__REQUIREMENT__: The entries are to be printed again word for word, but no picture may appear.

__RECORDS SHOWN__:

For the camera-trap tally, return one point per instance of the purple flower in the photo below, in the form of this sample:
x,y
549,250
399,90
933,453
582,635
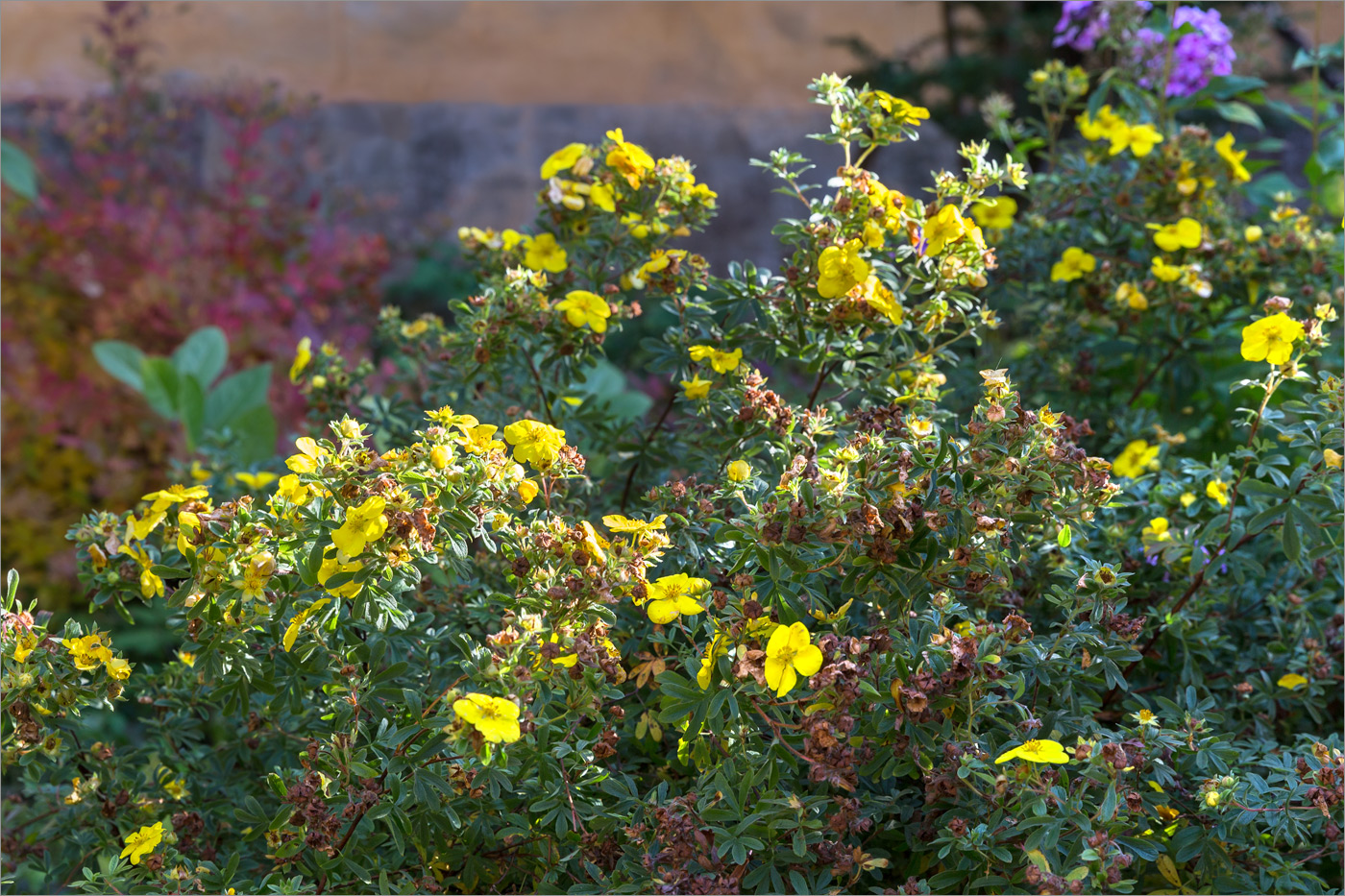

__RESULT FOR THIS TASK__:
For the camera-trap tally, return one point per instance of the purple flower in the photo below, in the form of this sample:
x,y
549,250
399,90
933,453
582,635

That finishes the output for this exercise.